*** Extrait fourni

C’est le chant flûté de la chevêchette qui m’amène. Aurais-je la chance de l’entendre ce matin ? Rien n’est moins sûr. Mais mon chemin se poursuit, sans doute me mènera-t-il vers d’autres découvertes.
Les lueurs du jour commencent à émerger des sommets lointains, et les oiseaux, un par un, entament leur refrain matinal. Mais impossible de déceler les notes de la petite chouette, qui a pourtant pour habitude d’initier cette symphonie. Elle n’occupe peut-être pas ce secteur cette année. Toutefois pas une once de déception ne traverse mon esprit. Car son absence participe elle aussi à l’harmonie de ce monde où les êtres sauvages sont maîtres.
Sur une des branches de la canopée où je l’imagine posée à scruter les étages inférieurs, un écureuil décortique méticuleusement un cône d’épicéa. Je ne le savais pas encore, mais ce que je cherchais est là. Ce petit rongeur n’est ni rare, ni particulièrement affilié à cet environnement d’altitude. Mais son adaptation à la vie verticale m’émerveille tout autant qu’un tambourinage de pic tridactyle ou une parade de tétras lyre. Ce matin, la forêt m’a offert un nouvel instant hors du temps.
GORGE SECRÈTE
CARNET DE BORD n°4, Observations, 9 MAI
Ecrin de mousse molletonnant une cavité rocheuse perchée au-dessus de la rivière, le nid est le gîte de rêve pour les jeunes cincles plongeurs. Pourtant, ils l’ont déserté il y a quelques jours. Depuis, ils errent sur les rives, attendent l’un des nombreux aller-retours de leurs parents et s’essayent à la plongée pendant de courts instants. L’eau n’est pas encore leur élément, mais elle le deviendra avec le temps.

******

## Consigne écrite 1:
Selon le récit naturaliste, pourquoi l'absence de la chevêchette n'entraîne-t-elle aucune déception ? Répondez en une à trois phrases.
## Consigne écrite 2:
Poursuivez le récit naturaliste à partir de la phrase « L'eau n'est pas encore leur élément, mais elle le deviendra avec le temps. »
Le matériel placé après ce récit naturaliste est sans rapport avec lui.

*** Extrait de données

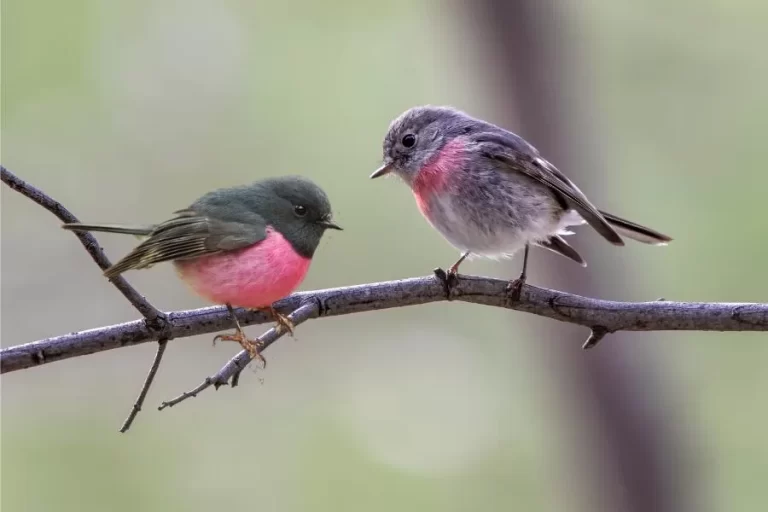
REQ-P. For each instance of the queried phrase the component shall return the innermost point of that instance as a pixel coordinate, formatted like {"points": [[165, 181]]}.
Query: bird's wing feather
{"points": [[190, 235], [519, 156]]}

******

## Réponse finale 1:
Parce que son absence participe elle aussi à l'harmonie de ce monde où les êtres sauvages sont maîtres.

## Réponse finale 2:
TAÏGA
CARNET DE BORD n°5, Explorations, 23 SEPTEMBRE
C’est l’équinoxe, le soleil ne dépasse désormais plus les 20° au-dessus de l’horizon, ce qui donne une atmosphère nordique très plaisante aux paysages même au beau milieu de la journée. La vitesse à laquelle les jours raccourcissent est déroutante, mais les températures elles, restent douces. Je passe maintenant mon temps à errer dans les vallées du nord de la Norvège. Elles sont le royaume des géants des bois, les élans. C’est en partie pour observer cet animal que je suis ici. Avec son allure maladroite et son aisance insoupçonnée dans les étendues infranchissables de forêts marécageuses, il me transporte directement à la préhistoire, époque où il côtoyait d’autres créatures à la taille démesurée. Pourtant, son double-mètre au garrot ne l’empêche pas de passer inaperçu, et ce n’est qu’aux premières lueurs du jour qu’il se laisse occasionnellement observer à l’orée d’un bois ou d’une tourbière. En cette période de rut, mâles et femelles forment de petits groupes qui se côtoieront tout l’automne, avant de se dissoudre à nouveau dans les massifs forestiers.
Ces forêts rases sont également le refuge de nombreux oiseaux que je tente difficilement d’apercevoir comme le lagopède des saules ou le pygargue à queue blanche. Chaque rencontre dans cet environnement est une toile impressionniste illuminée par le feuillage jaune des trembles et le rouge des cornouillers. Au détour des chemins, on peut y trouver des champignons et baies en tous genres qui participent au ballet de formes et de couleurs de cette végétation luxuriante. L’automne est à son apogée.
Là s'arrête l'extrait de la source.